Look below for the line that has "positive clicks: (143, 413) (108, 438)". Set down the lines from there through the line that has "417L145 406L101 404L86", exactly as written.

==== SUPPLIED DATA

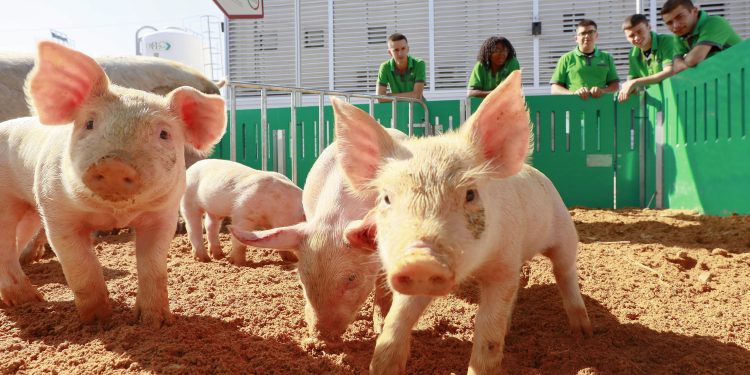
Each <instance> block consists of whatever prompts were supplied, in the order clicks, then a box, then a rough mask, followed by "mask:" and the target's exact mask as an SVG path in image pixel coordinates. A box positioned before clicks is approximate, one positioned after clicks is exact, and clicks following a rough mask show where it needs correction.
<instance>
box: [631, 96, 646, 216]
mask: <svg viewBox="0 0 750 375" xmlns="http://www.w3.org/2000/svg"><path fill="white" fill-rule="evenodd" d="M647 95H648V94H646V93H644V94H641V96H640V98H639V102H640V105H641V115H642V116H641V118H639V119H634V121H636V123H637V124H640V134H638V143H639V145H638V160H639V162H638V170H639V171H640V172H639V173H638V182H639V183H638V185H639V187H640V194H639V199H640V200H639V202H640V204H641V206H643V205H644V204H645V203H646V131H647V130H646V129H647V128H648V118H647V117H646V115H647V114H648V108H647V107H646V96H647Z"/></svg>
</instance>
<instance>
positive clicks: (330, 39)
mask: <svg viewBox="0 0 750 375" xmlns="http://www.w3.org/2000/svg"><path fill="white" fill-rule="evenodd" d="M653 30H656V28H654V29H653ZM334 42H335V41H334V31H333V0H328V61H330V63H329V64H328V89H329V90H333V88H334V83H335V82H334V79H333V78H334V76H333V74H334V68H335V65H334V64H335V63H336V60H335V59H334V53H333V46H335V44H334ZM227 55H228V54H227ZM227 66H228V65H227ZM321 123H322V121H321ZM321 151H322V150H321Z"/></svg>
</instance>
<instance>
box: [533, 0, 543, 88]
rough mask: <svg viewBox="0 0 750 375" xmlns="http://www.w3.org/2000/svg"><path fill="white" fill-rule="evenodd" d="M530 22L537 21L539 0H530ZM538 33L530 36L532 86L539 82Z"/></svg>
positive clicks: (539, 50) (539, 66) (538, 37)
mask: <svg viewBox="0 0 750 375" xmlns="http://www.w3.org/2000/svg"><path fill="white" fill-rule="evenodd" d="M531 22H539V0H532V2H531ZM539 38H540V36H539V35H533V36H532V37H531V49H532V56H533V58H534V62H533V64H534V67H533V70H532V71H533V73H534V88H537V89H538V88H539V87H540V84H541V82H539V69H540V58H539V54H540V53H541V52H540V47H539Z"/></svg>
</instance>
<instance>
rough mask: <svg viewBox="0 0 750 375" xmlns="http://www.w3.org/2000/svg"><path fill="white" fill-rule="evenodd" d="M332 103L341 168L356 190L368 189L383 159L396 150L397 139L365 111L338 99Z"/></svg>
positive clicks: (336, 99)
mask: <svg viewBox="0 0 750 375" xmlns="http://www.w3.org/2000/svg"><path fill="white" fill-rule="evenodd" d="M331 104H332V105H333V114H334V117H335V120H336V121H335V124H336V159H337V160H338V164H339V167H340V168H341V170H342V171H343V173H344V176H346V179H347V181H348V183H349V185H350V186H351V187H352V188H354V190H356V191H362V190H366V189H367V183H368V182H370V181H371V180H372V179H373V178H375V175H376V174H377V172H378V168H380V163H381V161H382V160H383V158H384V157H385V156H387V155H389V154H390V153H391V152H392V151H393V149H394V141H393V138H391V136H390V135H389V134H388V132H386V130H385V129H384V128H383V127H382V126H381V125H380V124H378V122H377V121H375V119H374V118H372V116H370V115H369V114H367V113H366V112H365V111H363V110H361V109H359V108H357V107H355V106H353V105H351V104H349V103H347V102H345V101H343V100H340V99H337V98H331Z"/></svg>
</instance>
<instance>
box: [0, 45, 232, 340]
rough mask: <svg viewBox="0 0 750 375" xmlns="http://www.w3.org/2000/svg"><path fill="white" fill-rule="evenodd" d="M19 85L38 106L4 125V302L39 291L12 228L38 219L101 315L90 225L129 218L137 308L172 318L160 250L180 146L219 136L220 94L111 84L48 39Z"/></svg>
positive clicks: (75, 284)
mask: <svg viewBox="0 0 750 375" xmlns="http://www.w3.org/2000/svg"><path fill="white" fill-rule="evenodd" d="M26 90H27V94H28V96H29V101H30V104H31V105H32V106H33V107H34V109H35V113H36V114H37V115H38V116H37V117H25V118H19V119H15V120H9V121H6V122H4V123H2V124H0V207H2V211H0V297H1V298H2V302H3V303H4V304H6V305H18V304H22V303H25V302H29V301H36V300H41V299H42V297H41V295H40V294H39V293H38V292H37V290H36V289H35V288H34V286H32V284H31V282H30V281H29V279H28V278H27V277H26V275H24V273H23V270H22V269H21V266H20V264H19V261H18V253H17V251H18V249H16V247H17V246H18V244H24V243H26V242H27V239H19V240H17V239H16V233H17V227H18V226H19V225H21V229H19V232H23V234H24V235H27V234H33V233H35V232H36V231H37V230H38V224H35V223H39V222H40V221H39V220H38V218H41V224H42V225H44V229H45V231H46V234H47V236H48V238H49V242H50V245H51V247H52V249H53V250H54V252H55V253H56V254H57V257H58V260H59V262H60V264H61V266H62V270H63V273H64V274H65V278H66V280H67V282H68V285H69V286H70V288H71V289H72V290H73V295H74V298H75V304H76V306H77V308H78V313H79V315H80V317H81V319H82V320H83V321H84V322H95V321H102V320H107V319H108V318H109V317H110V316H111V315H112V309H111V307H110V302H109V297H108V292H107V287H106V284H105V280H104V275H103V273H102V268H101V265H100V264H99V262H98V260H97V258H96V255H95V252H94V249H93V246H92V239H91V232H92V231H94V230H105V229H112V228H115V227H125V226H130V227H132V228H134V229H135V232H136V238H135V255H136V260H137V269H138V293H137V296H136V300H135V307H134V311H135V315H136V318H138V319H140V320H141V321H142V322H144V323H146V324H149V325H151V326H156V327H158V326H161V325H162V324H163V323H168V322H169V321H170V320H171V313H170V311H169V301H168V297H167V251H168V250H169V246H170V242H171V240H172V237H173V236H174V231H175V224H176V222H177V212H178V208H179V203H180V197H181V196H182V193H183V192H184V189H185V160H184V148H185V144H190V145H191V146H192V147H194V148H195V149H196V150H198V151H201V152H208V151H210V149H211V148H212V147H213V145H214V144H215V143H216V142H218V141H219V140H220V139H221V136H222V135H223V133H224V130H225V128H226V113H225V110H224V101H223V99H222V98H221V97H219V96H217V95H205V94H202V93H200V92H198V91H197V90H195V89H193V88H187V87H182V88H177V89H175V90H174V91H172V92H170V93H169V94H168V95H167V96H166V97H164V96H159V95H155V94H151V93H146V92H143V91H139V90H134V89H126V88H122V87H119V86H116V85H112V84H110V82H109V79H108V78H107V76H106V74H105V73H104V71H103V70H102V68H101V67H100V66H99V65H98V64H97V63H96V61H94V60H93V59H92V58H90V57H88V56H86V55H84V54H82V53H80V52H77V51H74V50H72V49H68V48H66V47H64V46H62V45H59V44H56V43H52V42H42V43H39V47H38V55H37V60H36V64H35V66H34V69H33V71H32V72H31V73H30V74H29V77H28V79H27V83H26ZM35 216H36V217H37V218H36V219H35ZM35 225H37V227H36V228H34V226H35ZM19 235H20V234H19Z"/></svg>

========
==== SUPPLIED DATA

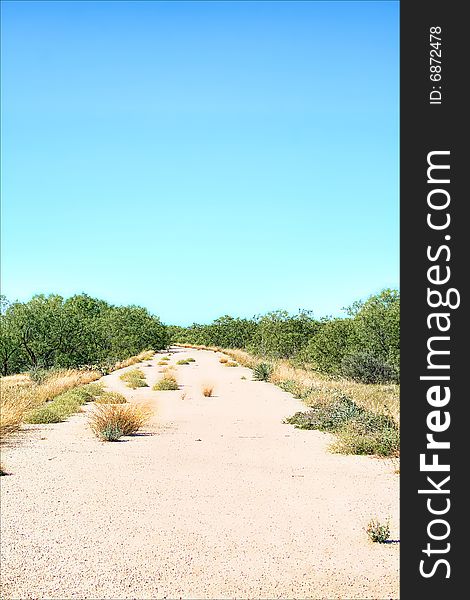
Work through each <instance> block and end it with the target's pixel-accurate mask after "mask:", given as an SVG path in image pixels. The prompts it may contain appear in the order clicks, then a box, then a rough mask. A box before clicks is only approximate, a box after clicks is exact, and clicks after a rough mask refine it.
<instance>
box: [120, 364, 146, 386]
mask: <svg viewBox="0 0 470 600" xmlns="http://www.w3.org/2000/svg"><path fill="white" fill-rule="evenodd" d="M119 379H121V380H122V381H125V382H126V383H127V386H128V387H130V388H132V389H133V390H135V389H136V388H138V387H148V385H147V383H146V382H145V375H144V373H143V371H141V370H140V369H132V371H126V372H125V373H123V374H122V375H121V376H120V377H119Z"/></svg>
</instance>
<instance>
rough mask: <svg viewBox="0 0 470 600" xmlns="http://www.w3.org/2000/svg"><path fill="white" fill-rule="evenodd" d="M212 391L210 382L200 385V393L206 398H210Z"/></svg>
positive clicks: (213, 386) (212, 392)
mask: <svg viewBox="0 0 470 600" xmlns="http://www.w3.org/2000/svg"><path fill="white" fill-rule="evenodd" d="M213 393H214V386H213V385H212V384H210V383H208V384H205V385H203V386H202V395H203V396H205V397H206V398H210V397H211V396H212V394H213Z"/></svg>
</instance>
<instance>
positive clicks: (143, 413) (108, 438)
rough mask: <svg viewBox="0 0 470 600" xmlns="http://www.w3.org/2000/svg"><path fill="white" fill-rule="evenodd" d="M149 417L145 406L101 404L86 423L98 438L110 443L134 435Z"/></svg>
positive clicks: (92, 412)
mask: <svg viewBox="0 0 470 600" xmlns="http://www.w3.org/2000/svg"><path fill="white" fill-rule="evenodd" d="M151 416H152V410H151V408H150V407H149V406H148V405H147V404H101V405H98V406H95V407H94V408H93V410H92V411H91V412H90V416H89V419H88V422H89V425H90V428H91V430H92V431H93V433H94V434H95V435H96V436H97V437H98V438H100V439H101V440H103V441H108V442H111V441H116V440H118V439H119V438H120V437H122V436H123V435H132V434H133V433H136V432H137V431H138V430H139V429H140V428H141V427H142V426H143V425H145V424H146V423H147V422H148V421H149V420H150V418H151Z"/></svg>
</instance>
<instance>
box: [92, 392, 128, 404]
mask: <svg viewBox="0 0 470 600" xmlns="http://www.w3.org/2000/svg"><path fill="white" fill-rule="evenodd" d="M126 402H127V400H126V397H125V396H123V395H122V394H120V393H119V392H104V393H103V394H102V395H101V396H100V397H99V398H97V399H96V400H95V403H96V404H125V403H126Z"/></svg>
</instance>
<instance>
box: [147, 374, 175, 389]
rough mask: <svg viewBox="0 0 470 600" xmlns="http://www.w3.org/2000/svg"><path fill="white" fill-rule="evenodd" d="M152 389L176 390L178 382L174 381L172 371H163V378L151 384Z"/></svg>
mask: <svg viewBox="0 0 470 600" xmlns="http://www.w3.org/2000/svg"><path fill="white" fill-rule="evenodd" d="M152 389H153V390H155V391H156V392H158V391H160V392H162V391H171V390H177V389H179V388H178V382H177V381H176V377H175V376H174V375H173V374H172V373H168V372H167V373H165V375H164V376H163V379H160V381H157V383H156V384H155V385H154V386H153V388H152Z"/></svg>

========
==== SUPPLIED DATA

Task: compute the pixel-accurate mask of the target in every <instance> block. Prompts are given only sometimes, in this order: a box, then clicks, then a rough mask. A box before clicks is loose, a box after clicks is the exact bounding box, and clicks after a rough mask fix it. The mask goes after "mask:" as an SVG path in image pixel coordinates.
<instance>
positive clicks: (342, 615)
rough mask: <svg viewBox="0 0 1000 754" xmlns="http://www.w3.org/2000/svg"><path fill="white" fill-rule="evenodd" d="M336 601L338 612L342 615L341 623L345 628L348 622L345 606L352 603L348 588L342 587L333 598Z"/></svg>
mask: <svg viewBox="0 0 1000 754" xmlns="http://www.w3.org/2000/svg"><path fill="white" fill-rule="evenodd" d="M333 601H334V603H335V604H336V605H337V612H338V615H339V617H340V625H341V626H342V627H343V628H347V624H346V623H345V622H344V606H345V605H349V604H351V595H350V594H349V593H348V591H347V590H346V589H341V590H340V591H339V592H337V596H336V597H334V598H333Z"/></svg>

========

• **SOLVED PROBLEM**
positive clicks: (143, 413) (108, 438)
rough mask: <svg viewBox="0 0 470 600" xmlns="http://www.w3.org/2000/svg"><path fill="white" fill-rule="evenodd" d="M149 417L145 406L101 404L86 423L98 438L110 443L134 435Z"/></svg>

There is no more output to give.